→ Exercise requirements:
Repeat verbatim each line from the line with "# Target: white chef jacket" to the end of the entries. Pictures do not belong in the copy.

→ Recorded data:
..............................

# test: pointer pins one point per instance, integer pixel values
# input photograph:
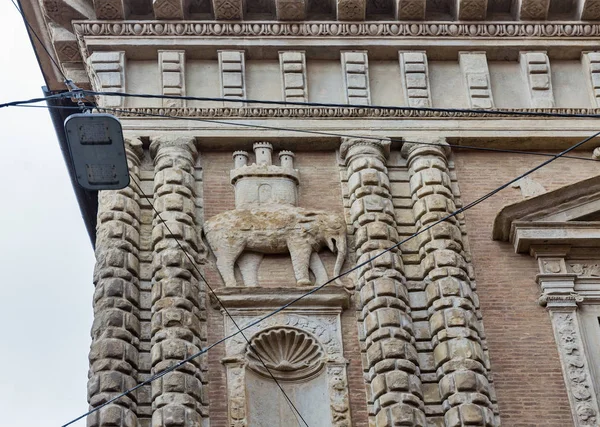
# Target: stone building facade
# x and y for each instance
(237, 207)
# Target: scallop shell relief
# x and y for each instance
(288, 354)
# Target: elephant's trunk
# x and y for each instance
(340, 244)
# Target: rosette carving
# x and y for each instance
(288, 353)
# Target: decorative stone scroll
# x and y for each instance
(178, 312)
(591, 64)
(293, 75)
(321, 338)
(588, 10)
(536, 69)
(415, 78)
(391, 365)
(355, 66)
(228, 9)
(267, 221)
(116, 330)
(451, 301)
(410, 10)
(172, 76)
(171, 9)
(351, 10)
(470, 10)
(108, 75)
(531, 10)
(232, 67)
(290, 10)
(112, 9)
(477, 76)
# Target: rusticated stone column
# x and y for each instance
(455, 329)
(391, 358)
(178, 315)
(116, 327)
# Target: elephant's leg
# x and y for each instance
(300, 253)
(318, 269)
(249, 263)
(226, 257)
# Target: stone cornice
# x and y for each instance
(334, 112)
(334, 29)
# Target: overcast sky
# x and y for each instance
(46, 258)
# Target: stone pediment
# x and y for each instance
(568, 216)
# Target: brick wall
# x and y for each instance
(319, 189)
(524, 357)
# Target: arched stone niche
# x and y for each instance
(304, 353)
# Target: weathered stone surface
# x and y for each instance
(116, 328)
(396, 396)
(267, 221)
(455, 329)
(178, 330)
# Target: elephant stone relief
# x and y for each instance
(267, 221)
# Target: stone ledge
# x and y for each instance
(258, 298)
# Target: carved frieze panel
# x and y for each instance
(112, 9)
(470, 10)
(355, 66)
(415, 78)
(172, 74)
(591, 64)
(351, 10)
(536, 70)
(477, 77)
(588, 10)
(293, 75)
(171, 9)
(410, 9)
(232, 67)
(228, 9)
(291, 10)
(532, 10)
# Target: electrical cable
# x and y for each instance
(39, 40)
(190, 259)
(356, 267)
(335, 105)
(295, 410)
(457, 146)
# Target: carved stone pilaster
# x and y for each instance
(108, 75)
(536, 70)
(415, 78)
(477, 77)
(355, 65)
(178, 310)
(591, 67)
(557, 282)
(172, 75)
(116, 328)
(394, 387)
(452, 304)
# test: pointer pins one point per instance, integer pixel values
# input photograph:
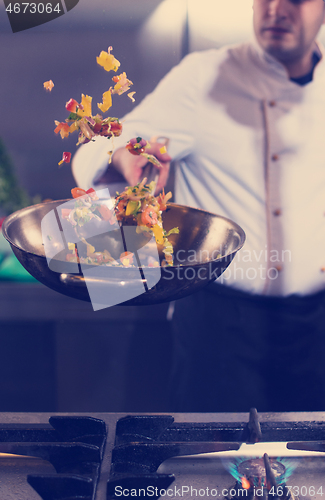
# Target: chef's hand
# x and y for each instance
(131, 166)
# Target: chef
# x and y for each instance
(246, 127)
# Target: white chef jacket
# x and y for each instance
(249, 145)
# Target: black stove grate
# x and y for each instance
(74, 445)
(143, 443)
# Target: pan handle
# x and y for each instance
(76, 280)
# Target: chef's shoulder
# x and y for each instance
(211, 60)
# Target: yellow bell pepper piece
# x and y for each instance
(108, 61)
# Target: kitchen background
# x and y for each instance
(56, 354)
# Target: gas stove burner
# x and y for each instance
(261, 477)
(254, 471)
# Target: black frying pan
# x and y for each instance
(203, 249)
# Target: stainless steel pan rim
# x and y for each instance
(199, 230)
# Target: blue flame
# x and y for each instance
(232, 465)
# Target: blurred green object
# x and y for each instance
(12, 198)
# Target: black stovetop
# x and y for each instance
(99, 456)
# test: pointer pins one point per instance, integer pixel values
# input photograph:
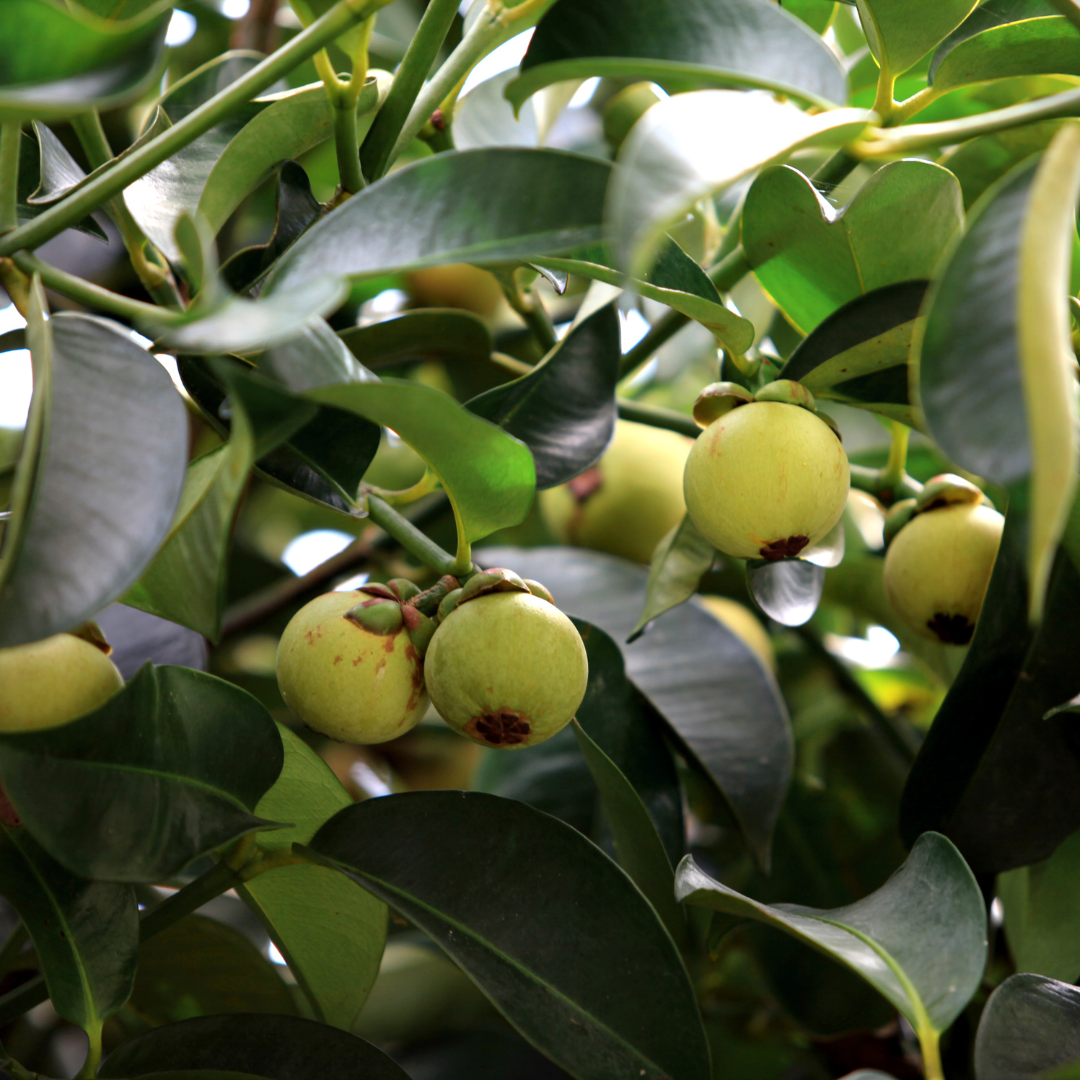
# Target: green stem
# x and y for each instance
(129, 169)
(94, 296)
(12, 947)
(655, 416)
(412, 539)
(153, 275)
(895, 142)
(485, 30)
(11, 137)
(408, 81)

..............................

→ Output for this task:
# Target: white chef jacket
# x and y for each instance
(249, 145)
# Target: black stove grate
# x and y for each instance
(74, 445)
(143, 443)
# Target: pan handle
# x and y for each instance
(76, 280)
# Target: chef's shoulder
# x and y for each instance
(211, 60)
# Target: yellow bell pepper piece
# x and y for each instance
(108, 61)
# Target: kitchen background
# x and y for each instance
(56, 354)
# Target: gas stove burner
# x and y for each instance
(261, 477)
(254, 471)
# Target: black frying pan
# x and y for each instance
(203, 249)
# Target: stainless steel pan rim
# x and y for each instance
(199, 230)
# Target: blue flame
# x and y for each instance
(232, 465)
# Target: blurred green object
# x and y for each instance
(12, 198)
# Target: black stovetop
# x and y for each instance
(99, 456)
# test: pointer pins one point per instance, integer pixel values
# input photograph:
# Target: green stem
# x and y for each instance
(129, 169)
(94, 296)
(12, 947)
(655, 416)
(412, 539)
(153, 275)
(895, 142)
(485, 30)
(11, 137)
(408, 81)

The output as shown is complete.